Tasks and exercises –
1. Update the mixing processor description from "In operation viscous" down to "4,194,841, referenced above.", writing it out again with "recirculating pool" changed to "circulating pool".
2. In the mixing processor description, condense the paragraph beginning "Outlet control means such as valve 62" into a short bulleted list that keeps its main facts.

Text segment –
Referring first to FIGS. 1-3, novel mixing processor 10 of one embodiment of the invention includes rotor 12 mounted on drive shaft 14 for rotation within a stationary element comprising housing 16. Rotor 12 carries mixing channels 18 each having opposed side walls 20 extending inwardly from rotor surface 22. Means 24 for rotating rotor 12 may be of any suitable type commonly used for rotating extruders or similar processing apparatus and are well known to those skilled in the art. Housing 16 provides coaxial closure surface 26 cooperatively arranged with surface 22 of rotor 12 to form with channels 18 enclosed mixing passages 28, 30 and 32. Representative passage 28, as shown in FIG. 2, includes inlet 34 and outlet 36, formed in housing 16. Stationary member 40, associated with housing 16, fits closely within channel 18 and provides end wall 38 for the passage near outlet 36. End wall 38 and outlet 36 are positioned downstream of and a major portion of the circumferential distance about the passage from inlet 34.
In operation viscous liquid material entering the passage through inlet 34 is dragged by rotating side walls 20 toward end wall 38 for collection as a recirculating pool and pressurization induced by the continued rotation of side walls 20 past the pool for discharge from the passage through outlet 36. The pressurization of viscous material at the stationary end wall of a rotating annular channel and the discharge through an outlet is described in detail in U.S. Pat. Nos. 4,142,805 and 4,194,841, referenced above.
FIGS. 2 and 3 illustrate means according to the invention for introducing low viscosity liquid to the passage for mixing with the viscous material. Spreader 42, associated with housing 16, extends into channel 18 to block at least some of the material entering passage 28 and spread the material dragged past the spreader onto side walls 20 of the passage to be carried toward end wall 38 as films 52 on the side walls, creating void 43 betwen the films and downstream of spreader 42. Spray means 44 for introducing solvent liquid to the passage from a point within the void is illustrated in FIGS. 2 and 3 as a conventional conduit and spray nozzle assembly arranged to receive low viscosity liquid from supply means 46, normally positioned outside of the housing. In a preferred arrangement, spray means 44 is carried by spreader 42 with the spray nozzle positioned within void 43 at or near downstream surface 48 of spreader 42. In operation, as illustrated in FIG. 3, viscous material entering the passage at inlet 34 is collected upstream of spreader 42 and is spread as films 52 on rotating side walls 20 of the passage, creating void 43 downstream of the spreader. Low viscosity liquid from supply means 46 is introduced to the passage through spray means 44 and is sprayed onto films 52 from a point within void 43, as shown at 54, thus avoiding plugging of the spray nozzle by back pressure from the viscous material. The sprayed liquid is carried with films 52 toward end wall 38 to be collected with the viscous material as recirculating pool 58. In pool 58 a vigorous mixing action is effected, as shown by arrows 60, by the continued rotation of side walls 20 past the recirculating pool. This mixing action finely disperses and/or dissolves the low viscosity liquid in the viscous material. The mixture of viscous material and low viscosity liquid is pressurized for discharge from the passage through the outlet, as described above.
Outlet control means such as valve 62, shown in FIG. 2, may be used to control the size of recirculating pool 58 and thus the angular position of pool boundary 64, shown in FIG. 3, also affecting the residence time, temperature and discharge pressure, and controlling the extent of mixing of the low viscosity liquid in the viscous material in recirculating pool 58. Also, although continuous operation of the processor is normally preferred, valve 62 may be used to effect batch processing if desired by closing valve 62 during processing and opening the valve for discharge of the processed material.

Location annotation dataset excerpts
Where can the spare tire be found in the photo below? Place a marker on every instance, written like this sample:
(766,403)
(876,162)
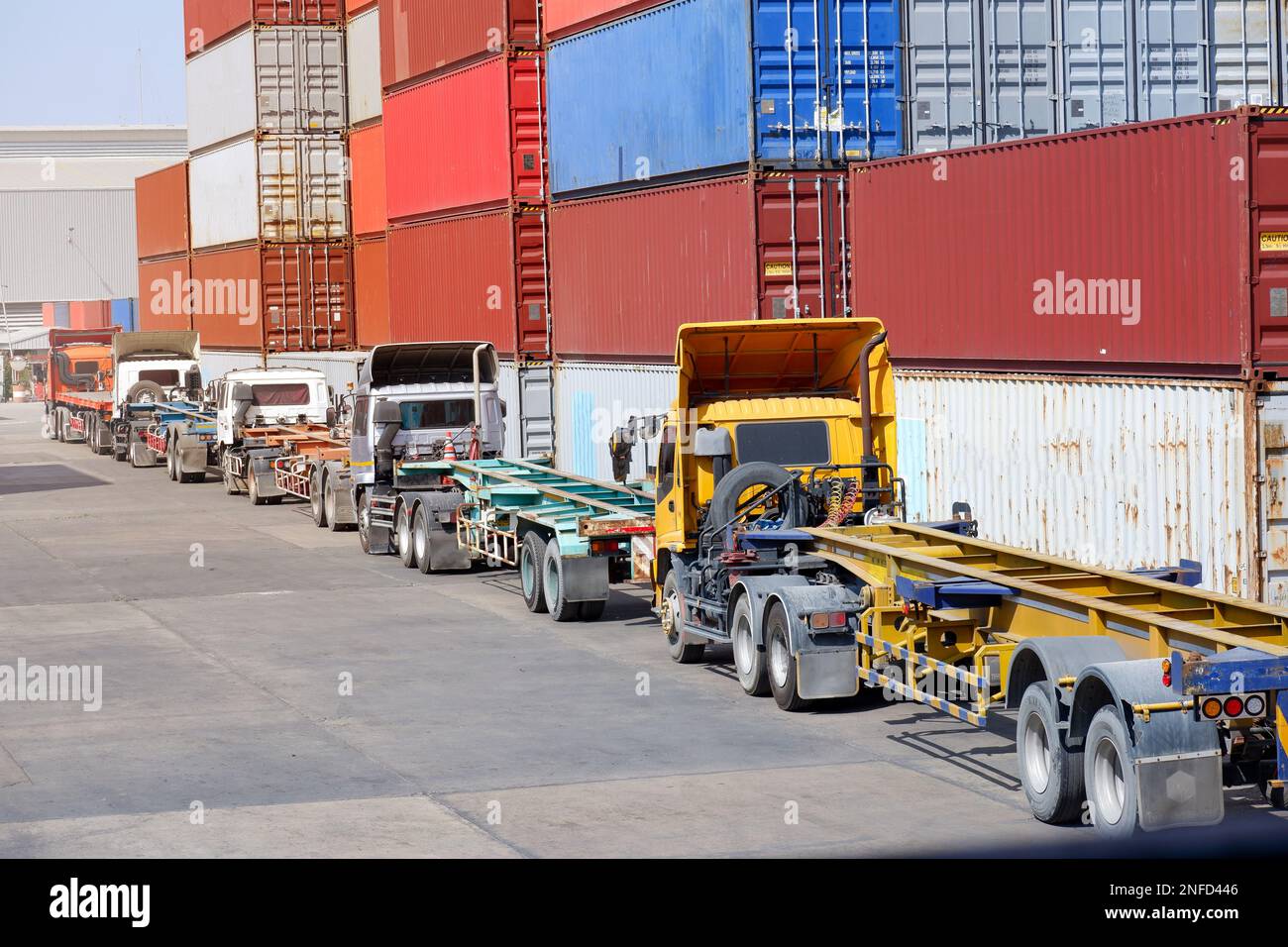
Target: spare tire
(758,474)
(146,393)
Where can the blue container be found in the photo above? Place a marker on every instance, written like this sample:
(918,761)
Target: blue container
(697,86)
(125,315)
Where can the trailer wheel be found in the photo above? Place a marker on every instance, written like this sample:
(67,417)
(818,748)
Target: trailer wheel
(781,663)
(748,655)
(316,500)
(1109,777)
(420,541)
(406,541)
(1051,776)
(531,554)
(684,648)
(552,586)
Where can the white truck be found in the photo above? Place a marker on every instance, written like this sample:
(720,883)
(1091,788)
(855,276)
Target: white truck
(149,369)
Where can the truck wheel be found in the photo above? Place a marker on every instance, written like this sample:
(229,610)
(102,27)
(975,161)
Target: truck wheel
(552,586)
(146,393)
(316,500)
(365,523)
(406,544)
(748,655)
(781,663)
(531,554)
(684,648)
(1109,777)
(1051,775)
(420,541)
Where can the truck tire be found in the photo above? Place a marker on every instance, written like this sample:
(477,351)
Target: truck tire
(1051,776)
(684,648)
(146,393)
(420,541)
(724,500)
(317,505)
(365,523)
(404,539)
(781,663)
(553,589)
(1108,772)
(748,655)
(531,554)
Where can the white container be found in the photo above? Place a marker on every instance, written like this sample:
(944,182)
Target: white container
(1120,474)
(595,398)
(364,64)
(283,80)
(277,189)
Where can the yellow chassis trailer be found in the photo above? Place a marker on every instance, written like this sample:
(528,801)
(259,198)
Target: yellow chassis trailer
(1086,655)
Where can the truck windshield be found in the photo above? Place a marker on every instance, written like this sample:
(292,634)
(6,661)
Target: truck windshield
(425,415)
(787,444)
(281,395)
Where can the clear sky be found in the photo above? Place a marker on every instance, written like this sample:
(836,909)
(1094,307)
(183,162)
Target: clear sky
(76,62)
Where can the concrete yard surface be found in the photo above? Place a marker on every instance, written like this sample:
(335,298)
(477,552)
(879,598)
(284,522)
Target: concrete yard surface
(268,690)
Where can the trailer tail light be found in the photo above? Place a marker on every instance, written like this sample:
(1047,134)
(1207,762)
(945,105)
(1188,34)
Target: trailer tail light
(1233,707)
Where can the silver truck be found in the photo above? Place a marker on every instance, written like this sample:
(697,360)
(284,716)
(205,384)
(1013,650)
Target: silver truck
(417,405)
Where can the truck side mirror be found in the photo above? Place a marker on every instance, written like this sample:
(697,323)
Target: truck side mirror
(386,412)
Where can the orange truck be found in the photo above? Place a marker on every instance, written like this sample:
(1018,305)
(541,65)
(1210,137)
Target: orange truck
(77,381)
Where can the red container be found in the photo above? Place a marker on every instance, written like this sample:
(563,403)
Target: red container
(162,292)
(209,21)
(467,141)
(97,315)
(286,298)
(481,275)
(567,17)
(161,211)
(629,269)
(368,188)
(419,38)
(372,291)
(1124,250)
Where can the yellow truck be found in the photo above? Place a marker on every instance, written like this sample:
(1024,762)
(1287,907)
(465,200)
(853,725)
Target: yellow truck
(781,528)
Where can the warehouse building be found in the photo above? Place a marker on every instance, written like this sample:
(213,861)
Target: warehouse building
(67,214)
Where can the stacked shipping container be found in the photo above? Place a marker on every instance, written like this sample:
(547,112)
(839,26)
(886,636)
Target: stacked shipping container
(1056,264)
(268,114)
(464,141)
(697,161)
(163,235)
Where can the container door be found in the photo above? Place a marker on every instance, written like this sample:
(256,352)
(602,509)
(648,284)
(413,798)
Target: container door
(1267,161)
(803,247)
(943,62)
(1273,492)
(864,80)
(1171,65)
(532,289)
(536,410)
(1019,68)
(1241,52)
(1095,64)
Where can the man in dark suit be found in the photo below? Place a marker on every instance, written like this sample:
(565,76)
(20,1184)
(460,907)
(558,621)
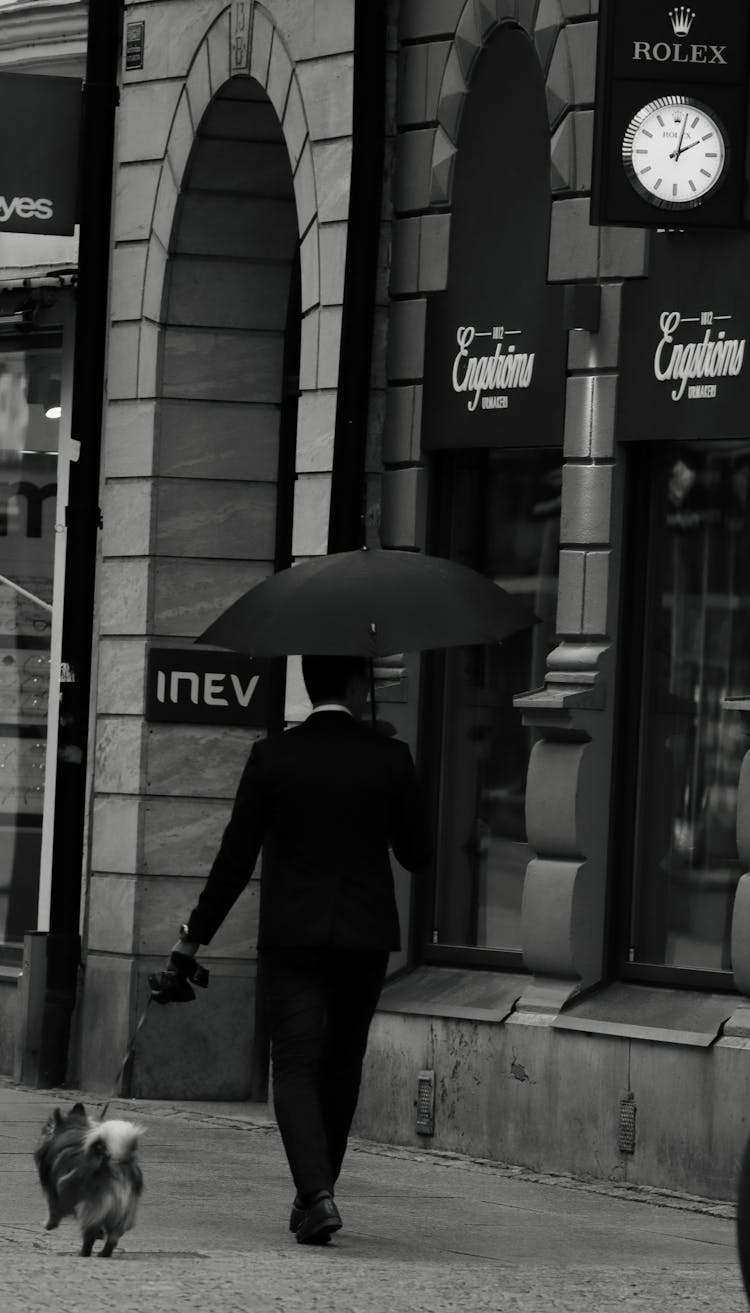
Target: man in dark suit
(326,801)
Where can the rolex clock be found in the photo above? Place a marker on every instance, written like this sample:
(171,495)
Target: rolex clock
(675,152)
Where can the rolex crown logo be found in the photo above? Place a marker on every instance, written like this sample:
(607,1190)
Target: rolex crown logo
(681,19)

Results of the tasks –
1.
In operation viscous liquid material entering the passage through inlet 34 is dragged by rotating side walls 20 toward end wall 38 for collection as a circulating pool and pressurization induced by the continued rotation of side walls 20 past the pool for discharge from the passage through outlet 36. The pressurization of viscous material at the stationary end wall of a rotating annular channel and the discharge through an outlet is described in detail in U.S. Pat. Nos. 4,142,805 and 4,194,841, referenced above.

2.
- Outlet control means such as valve 62 (FIG. 2) can control the size of recirculating pool 58 and thus the angular position of pool boundary 64 (FIG. 3).
- This also affects residence time, temperature and discharge pressure, and controls how far the low viscosity liquid is mixed into the viscous material in the pool.
- Continuous operation is normally preferred, but valve 62 can be used for batch processing. The valve is closed during processing and opened to discharge the processed material.